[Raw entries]
————————

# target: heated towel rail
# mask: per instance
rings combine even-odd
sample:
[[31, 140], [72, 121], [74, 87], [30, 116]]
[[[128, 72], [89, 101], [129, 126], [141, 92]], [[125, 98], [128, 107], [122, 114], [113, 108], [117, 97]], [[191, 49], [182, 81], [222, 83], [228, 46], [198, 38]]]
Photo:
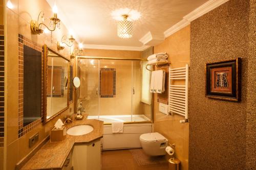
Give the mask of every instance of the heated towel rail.
[[[171, 69], [169, 67], [169, 113], [184, 116], [188, 122], [188, 64], [183, 67]], [[184, 85], [174, 85], [175, 80], [184, 80]]]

————————

◆ STATED GOAL
Format the lines of the entries above as a numbered list, leaving out blank lines. Omit the pictures from your answer.

◆ SOLUTION FOR THIS PROBLEM
1. # target: heated towel rail
2. # mask: per instance
3. rings combine even-odd
4. sample:
5. [[31, 140], [72, 121], [74, 87], [30, 116]]
6. [[[128, 72], [89, 101], [129, 126], [141, 92]], [[125, 98], [128, 107], [122, 114], [113, 108], [117, 97]], [[191, 49], [182, 81], [222, 83], [228, 46], [198, 38]]]
7. Photo:
8. Give the mask of every instance of the heated towel rail.
9. [[[171, 69], [169, 67], [169, 113], [184, 116], [188, 122], [188, 64], [183, 67]], [[184, 85], [174, 85], [175, 80], [184, 80]]]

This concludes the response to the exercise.